#### Text

Plaintiffs position is not aided by evidence showing his later willingness to take the test at 7:15 p.m. See, e.g., Seders v. Powell, Comr. of Motor Vehicles, 298 N.C. 453, 259 S.E. 2d 544 (1979); Etheridge, supra. Nor is this plaintiff aided by his alleged lack of either understanding or knowledge that the prescribed time limit was expiring. For example, in Seders, supra, the petitioner similarly and unsuccessfully argued that due to continuing efforts to contact his attorney, he was unaware that his 30 minute time period had expired. Yet, as in the present case, the Court noted that Seders had been informed of both the existence of the 30 minute deadline and the consequences of his failure to submit. Like Seders, plaintiff, nevertheless, elected to run the risk of awaiting his attorney’s call. The actions of each “constituted a conscious choice purposefully made and [their] omission to comply with this requirement of our motor vehicle law amounts to a willful refusal.” Seders at 461, 259 S.E. 2d at 550. The trial court’s conclusion that plaintiff willfully refused to submit is supported by the evidence and will not be disturbed on appeal. Henderson County v. Osteen, 297 N.C. 113, 254 S.E. 2d 160 (1979).

#### Exercise requirements
1) Answer these from the court opinion, one line each:
(a) At what time did the plaintiff later say he was willing to take the test?
(b) In Seders, what efforts did the petitioner say kept him unaware that his 30 minute period had expired?
(c) Which case does the court opinion cite in saying the trial court's conclusion will not be disturbed on appeal?
2) Write the next part of the court opinion, picking up after its final sentence.

#### Material provided
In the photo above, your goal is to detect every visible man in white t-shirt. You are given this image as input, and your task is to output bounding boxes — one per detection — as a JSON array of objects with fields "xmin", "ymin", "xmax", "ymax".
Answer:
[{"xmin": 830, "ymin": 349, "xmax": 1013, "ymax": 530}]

#### Set of answers
1)
(a) 7:15 p.m.
(b) His continuing efforts to contact his attorney.
(c) Henderson County v. Osteen, 297 N.C. 113, 254 S.E. 2d 160 (1979).

2)
Plaintiff alternatively contends that he was not properly requested to submit to the test as directed by statute. G.S. 20-16.2(c) (Cum. Supp. 1981) provides that “[t]he arresting officer, in the presence of the person authorized to administer a chemical test, shall request that the person arrested submit to a test. . . .” Plaintiff argues that this language requires a “present request” and was violated in light of testimony in which Officer Stout stated that “[a]fter I informed [plaintiff] of his rights [Officer Lefler] requested him to submit to the test when I offered it to him.” We find this argument to be unfounded. The Legislature did not intend to prescribe such precise terminology or to impose “such a rigid sequence of events as contended” by plaintiff. Rice at 700, 269 S.E. 2d at 742. Such contrived precision is unnecessary for the protection of suspects and is clearly detrimental to the effective enforcement of drunk driving laws. See Montgomery v. North Carolina Dep’t of Motor Vehicles, 455 F. Supp. 338 (W.D.N.C. 1978), aff'd, 599 F. 2d 1048 (4th Cir. 1979).

*417The trial court properly affirmed the order revoking plaintiffs license.

Judgment affirmed.

Judges Braswell and Eagles concur.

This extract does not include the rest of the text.